----- Text to read
Textbook stuff, revised edition…
July 11, 2009
source: Lee LeBlanc
The story recounted in “Textbook stuff…“– “United Breaks Guitars,” now sitting at over 2 million views, up from 250,000 two days ago– continues to unfold. United has responded, offering belatedly to pay for the damages. Dave Carroll, leader of Sons of Maxwell and composer of the song, has responded (see it here on Youtube), proposing that, after all this time, United should just give the money to charity.
United has also suggested (for instance, to the Chicago Tribune, in an interview featured in this coverage of the incident) that the carrier could use the video internally to help change its culture– a prospect that Carroll applauds: “It could be used to improve the way passengers are treated around the world.”
But for all the hits on Youtube, has there actually been a meaningful hit to United?
Kevin May, writing at Travolution, suggests not: “…the reality is that the ‘complaint’ has probably done more to boost the profile of Canadian rockers Sons of Maxwell than it has impacted on the ticket sales of United Airlines.”
In the short-run, I suspect that’s right: Carroll and crew have certainly gotten a lift, and United ticket sales are likely holding. But then, ticket sales these days are largely made via constraints– corporate travel deals that result in policies restricting employees to a single carrier; dominant/sole carriers offering the only option on many routes, etc.– or as a product of cut-to-the-bone promotional pricing. And as bad as United’s service is, the universe of choice on most routes in the U.S. offers very few real service alternatives. I typically fly 100,000-150,000 miles domestically per year and would suggest that, with the exception of a few relatively small carriers like Virgin America, the level of service is pretty uniformly terrible and continuing to deteriorate. So, United breaks guitars… but where are you going to go? (I’ve written before about this “race to the bottom” and why, I believe, it is happening.)
----------
— Written task 1 —
Answer these from the post about "United Breaks Guitars":
(a) How many views does the video have now?
(b) What did Dave Carroll propose United do with the money?
(c) How many miles does the writer typically fly domestically per year?
— Written task 2 —
Reproduce the part of the post about "United Breaks Guitars" starting with "Textbook stuff, revised" and going on through "money to charity.".
You won't need the listing for any of this.
----- Entries provided
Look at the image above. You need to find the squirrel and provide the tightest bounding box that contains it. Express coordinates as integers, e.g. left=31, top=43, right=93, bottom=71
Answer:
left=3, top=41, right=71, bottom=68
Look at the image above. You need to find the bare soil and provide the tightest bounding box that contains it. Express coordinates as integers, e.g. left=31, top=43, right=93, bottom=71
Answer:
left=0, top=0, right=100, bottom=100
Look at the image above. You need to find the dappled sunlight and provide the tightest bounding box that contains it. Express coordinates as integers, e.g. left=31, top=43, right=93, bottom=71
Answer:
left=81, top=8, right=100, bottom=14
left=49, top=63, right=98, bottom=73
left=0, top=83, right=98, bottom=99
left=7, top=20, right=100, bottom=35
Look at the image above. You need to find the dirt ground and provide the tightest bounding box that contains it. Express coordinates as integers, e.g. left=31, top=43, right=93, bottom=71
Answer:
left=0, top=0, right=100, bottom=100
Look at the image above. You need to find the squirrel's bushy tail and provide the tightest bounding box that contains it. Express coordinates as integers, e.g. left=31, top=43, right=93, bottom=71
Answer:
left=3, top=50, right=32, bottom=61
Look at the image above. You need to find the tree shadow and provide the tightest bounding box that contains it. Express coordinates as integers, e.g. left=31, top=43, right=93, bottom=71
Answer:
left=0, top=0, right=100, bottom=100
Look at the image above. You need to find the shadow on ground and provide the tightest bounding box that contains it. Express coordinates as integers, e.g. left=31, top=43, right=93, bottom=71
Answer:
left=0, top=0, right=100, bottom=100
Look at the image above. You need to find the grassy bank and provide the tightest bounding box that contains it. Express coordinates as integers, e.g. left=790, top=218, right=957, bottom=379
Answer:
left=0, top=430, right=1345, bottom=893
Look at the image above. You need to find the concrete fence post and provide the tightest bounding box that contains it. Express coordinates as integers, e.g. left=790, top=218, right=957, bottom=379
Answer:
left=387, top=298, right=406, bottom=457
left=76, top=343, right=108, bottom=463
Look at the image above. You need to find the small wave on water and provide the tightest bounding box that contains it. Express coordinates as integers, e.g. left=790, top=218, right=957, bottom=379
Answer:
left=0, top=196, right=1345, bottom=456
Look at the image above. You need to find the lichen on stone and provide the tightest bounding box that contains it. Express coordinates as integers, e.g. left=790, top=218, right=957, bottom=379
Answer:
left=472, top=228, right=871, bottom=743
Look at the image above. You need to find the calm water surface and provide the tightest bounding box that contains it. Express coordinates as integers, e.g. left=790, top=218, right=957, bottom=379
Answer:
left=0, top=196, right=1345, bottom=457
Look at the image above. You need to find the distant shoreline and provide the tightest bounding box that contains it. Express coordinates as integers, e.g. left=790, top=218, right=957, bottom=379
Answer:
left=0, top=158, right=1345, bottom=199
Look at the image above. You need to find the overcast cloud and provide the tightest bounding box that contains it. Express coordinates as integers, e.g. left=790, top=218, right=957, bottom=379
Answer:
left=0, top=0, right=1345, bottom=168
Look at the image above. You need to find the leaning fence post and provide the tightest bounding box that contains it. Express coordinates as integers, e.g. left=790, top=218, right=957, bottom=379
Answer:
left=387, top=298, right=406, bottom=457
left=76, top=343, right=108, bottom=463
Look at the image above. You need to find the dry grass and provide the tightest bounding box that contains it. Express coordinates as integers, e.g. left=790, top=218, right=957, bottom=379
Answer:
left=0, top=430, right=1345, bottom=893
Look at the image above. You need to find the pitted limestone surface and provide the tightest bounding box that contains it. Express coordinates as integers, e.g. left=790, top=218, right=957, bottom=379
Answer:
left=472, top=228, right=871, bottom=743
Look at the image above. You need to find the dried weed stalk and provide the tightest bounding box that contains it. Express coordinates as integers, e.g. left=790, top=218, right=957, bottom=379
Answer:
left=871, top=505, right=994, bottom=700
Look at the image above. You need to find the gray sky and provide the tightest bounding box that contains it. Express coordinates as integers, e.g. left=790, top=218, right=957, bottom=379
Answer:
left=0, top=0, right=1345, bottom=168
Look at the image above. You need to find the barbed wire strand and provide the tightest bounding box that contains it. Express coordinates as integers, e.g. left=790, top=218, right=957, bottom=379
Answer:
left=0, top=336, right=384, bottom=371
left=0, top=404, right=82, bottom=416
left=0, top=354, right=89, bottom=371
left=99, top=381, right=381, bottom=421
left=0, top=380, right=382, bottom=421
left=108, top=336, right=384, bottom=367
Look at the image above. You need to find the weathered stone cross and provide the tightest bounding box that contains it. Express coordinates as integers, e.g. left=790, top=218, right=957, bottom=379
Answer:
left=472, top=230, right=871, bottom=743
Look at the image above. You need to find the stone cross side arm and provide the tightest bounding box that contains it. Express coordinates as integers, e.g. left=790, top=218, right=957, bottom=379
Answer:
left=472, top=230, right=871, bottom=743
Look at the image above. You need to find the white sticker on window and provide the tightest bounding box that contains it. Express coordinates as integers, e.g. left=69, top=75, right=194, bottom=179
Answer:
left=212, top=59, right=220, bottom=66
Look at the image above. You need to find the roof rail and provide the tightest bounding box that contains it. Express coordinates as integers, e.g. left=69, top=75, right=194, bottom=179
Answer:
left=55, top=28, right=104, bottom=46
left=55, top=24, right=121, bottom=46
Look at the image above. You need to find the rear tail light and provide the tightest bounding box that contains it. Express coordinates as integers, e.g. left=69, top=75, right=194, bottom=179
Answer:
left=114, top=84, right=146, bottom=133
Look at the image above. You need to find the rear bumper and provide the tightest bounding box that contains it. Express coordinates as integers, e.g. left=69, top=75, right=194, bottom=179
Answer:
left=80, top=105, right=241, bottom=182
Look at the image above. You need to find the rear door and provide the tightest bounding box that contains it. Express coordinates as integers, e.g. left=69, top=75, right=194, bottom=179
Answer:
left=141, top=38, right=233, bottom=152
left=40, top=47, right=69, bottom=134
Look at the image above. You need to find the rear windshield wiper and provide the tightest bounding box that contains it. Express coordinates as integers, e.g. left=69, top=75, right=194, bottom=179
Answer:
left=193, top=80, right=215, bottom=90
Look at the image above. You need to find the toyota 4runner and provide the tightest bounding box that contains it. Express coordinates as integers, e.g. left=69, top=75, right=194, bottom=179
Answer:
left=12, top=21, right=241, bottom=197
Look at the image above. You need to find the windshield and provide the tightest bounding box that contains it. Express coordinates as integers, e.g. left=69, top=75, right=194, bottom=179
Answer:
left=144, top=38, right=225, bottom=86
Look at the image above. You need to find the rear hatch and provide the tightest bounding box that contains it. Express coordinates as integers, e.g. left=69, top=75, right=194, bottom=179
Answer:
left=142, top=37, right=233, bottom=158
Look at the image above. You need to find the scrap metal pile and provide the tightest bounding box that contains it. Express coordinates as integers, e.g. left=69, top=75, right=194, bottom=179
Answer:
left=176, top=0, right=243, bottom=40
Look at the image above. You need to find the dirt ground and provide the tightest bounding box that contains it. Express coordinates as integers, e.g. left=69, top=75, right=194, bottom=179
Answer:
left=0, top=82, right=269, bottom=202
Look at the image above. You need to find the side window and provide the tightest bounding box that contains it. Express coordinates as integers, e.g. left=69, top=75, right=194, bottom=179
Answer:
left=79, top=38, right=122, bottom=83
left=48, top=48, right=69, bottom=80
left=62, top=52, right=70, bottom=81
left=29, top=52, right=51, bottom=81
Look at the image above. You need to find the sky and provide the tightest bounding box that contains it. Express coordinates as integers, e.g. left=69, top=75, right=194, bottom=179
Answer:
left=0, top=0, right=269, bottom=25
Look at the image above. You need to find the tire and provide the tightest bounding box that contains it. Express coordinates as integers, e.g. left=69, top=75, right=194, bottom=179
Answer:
----------
— Full output 1 —
(a) Over 2 million.
(b) Give it to charity.
(c) 100,000-150,000 miles.

— Full output 2 —
Textbook stuff, revised edition…
July 11, 2009
source: Lee LeBlanc
The story recounted in “Textbook stuff…“– “United Breaks Guitars,” now sitting at over 2 million views, up from 250,000 two days ago– continues to unfold. United has responded, offering belatedly to pay for the damages. Dave Carroll, leader of Sons of Maxwell and composer of the song, has responded (see it here on Youtube), proposing that, after all this time, United should just give the money to charity.